• **To be done**: Write out the items unchanged, starting with the very first line and going on through the line that contains "target: white daisy flower".

• **Dataset**:
________________________

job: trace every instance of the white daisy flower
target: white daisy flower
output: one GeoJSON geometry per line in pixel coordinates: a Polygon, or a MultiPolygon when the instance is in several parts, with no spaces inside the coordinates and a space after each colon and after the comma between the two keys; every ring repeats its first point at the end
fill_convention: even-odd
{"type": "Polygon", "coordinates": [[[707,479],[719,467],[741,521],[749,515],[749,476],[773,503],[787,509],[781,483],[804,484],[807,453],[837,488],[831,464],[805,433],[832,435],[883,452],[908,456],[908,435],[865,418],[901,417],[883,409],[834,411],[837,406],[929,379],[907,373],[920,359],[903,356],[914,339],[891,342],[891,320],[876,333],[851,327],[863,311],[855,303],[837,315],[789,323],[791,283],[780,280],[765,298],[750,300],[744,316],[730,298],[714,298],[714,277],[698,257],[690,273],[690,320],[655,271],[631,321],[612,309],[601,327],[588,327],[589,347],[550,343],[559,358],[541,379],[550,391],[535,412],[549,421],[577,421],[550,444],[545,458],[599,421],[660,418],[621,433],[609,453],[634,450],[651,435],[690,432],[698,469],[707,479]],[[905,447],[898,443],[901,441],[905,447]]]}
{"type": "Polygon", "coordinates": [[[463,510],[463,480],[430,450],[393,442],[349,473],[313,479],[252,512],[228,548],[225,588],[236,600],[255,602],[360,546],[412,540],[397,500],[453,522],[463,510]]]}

________________________

• **Completed task**:
job: trace every instance of the white daisy flower
target: white daisy flower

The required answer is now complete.